> _YOUR GOAL_:
Write the data out again exactly, with no pictures.

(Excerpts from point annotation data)
---------------

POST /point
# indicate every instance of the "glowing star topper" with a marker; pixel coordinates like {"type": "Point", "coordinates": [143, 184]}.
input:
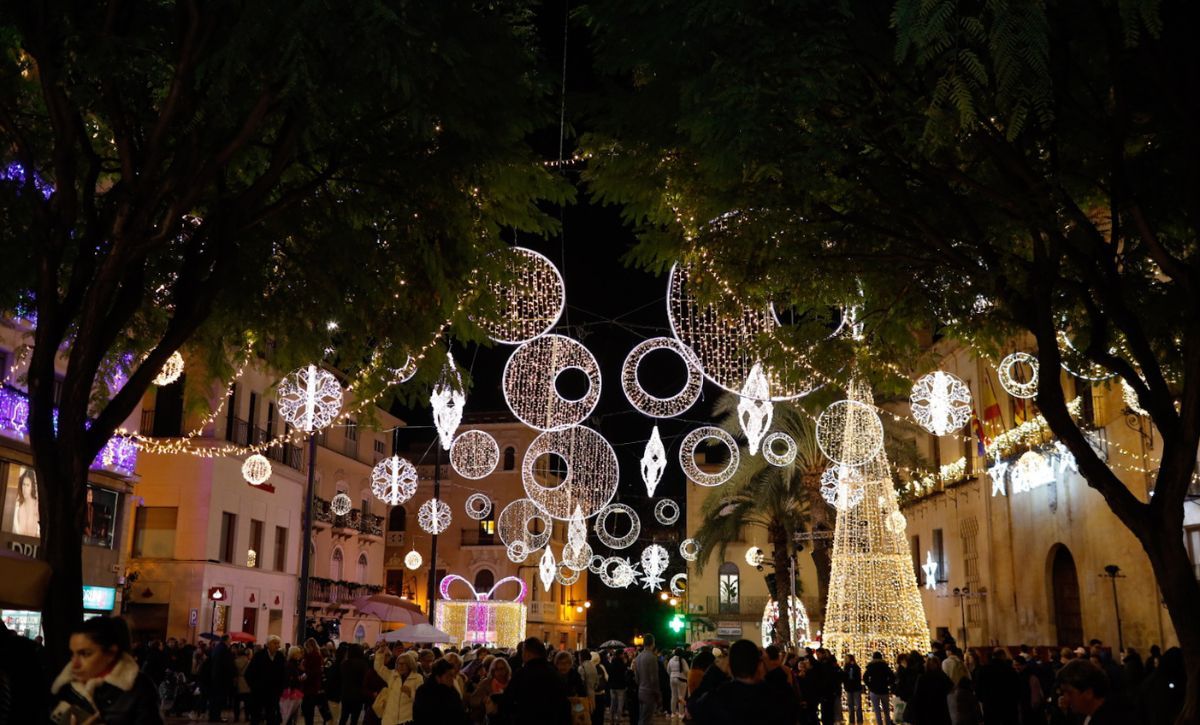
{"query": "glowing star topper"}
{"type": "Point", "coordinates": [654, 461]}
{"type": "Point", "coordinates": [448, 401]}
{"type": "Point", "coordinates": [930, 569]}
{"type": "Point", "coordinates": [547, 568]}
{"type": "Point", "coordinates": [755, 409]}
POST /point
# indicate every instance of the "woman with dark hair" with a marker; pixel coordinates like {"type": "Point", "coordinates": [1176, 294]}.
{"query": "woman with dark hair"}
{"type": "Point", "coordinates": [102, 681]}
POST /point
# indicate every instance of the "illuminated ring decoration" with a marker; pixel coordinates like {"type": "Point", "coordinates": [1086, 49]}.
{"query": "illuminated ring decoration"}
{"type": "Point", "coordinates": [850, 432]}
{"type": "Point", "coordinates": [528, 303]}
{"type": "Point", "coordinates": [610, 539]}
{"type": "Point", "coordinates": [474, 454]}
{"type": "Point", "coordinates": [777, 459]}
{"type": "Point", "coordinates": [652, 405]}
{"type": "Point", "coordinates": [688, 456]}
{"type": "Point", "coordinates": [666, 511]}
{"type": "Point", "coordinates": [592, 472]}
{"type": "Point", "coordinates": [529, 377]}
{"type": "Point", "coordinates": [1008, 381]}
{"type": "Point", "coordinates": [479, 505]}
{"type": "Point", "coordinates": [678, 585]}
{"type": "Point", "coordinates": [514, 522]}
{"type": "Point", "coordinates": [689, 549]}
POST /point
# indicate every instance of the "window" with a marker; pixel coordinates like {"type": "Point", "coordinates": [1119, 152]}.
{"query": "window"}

---------------

> _COMPLETED EXERCISE_:
POST /point
# indicate every instance of the "glowing star topper" with a marker; pixel coordinates like {"type": "Point", "coordinates": [143, 184]}.
input:
{"query": "glowing star topper"}
{"type": "Point", "coordinates": [654, 461]}
{"type": "Point", "coordinates": [448, 401]}
{"type": "Point", "coordinates": [930, 569]}
{"type": "Point", "coordinates": [547, 568]}
{"type": "Point", "coordinates": [755, 409]}
POST /point
# indicate every instance of the "woman with dark hair" with a marker; pixel coordinates like {"type": "Point", "coordinates": [1176, 294]}.
{"query": "woman with dark hair"}
{"type": "Point", "coordinates": [102, 681]}
POST /point
# indicate every instance of the "illuminated ring decoration" with a marker; pixel coordinates like {"type": "Point", "coordinates": [1086, 49]}.
{"query": "illuminated ring decoration"}
{"type": "Point", "coordinates": [850, 432]}
{"type": "Point", "coordinates": [528, 303]}
{"type": "Point", "coordinates": [610, 539]}
{"type": "Point", "coordinates": [474, 454]}
{"type": "Point", "coordinates": [777, 459]}
{"type": "Point", "coordinates": [652, 405]}
{"type": "Point", "coordinates": [688, 456]}
{"type": "Point", "coordinates": [666, 511]}
{"type": "Point", "coordinates": [592, 472]}
{"type": "Point", "coordinates": [529, 377]}
{"type": "Point", "coordinates": [1008, 381]}
{"type": "Point", "coordinates": [479, 505]}
{"type": "Point", "coordinates": [678, 585]}
{"type": "Point", "coordinates": [514, 522]}
{"type": "Point", "coordinates": [689, 549]}
POST /point
# indicate every instance of the "window" with a marker; pixel coordinates like {"type": "Point", "coordinates": [1119, 152]}.
{"query": "window"}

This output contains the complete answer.